WORK ORDER: For each line of the listing that holds "pavement", show the full line.
+ + + + + + +
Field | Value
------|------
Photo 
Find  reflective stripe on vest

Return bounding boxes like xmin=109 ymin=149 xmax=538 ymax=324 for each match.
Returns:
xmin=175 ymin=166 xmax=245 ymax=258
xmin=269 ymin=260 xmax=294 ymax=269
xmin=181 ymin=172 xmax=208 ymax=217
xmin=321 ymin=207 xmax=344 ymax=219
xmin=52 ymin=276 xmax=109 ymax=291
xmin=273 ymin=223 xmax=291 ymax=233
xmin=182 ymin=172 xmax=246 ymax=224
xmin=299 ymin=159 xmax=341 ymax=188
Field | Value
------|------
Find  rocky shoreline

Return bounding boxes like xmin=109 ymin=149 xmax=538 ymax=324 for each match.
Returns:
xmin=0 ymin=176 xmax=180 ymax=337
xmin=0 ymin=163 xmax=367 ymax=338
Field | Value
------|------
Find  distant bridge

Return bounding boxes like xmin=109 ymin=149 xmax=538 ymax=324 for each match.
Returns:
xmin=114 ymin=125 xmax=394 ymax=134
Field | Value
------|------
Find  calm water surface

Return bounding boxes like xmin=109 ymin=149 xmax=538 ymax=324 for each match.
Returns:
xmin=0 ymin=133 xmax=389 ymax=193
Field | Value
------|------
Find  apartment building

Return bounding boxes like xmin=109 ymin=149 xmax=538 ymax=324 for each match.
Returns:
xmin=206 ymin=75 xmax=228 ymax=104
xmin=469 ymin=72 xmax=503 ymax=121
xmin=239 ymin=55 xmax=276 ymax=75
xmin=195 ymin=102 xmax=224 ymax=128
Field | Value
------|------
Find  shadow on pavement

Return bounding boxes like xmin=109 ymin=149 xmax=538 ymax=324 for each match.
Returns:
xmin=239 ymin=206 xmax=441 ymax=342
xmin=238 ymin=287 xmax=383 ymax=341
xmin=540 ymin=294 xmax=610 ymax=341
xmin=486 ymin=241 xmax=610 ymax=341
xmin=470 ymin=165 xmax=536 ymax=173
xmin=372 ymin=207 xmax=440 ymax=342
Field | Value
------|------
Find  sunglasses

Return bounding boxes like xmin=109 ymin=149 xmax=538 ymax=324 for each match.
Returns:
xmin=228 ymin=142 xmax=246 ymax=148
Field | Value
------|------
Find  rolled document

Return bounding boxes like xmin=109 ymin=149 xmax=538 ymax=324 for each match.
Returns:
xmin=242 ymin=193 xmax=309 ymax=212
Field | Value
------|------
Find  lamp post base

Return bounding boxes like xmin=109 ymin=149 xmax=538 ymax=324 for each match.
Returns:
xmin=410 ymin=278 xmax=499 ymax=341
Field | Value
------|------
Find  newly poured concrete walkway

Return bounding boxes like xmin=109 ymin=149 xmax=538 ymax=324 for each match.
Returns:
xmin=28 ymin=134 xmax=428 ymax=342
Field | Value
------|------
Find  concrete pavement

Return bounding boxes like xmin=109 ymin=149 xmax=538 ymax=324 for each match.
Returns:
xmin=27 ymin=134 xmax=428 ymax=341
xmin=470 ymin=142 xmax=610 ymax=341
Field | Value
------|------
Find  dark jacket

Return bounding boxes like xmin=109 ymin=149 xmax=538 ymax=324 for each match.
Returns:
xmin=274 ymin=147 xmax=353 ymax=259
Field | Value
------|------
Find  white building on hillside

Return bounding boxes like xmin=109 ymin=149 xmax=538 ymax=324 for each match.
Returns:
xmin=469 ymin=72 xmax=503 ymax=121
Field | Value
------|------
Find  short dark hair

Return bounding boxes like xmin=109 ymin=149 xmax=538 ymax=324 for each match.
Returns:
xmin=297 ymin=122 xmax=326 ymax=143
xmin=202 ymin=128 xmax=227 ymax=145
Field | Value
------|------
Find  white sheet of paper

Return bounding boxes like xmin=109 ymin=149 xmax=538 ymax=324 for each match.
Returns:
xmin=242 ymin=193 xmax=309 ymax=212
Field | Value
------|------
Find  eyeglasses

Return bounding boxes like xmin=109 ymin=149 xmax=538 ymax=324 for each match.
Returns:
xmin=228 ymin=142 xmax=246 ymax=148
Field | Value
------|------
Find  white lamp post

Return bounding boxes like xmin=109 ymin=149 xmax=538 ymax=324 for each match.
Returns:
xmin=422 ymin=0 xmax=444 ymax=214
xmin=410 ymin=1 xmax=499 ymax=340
+ + + + + + +
ANSWER:
Find  shadow on pavement
Find  concrete pavement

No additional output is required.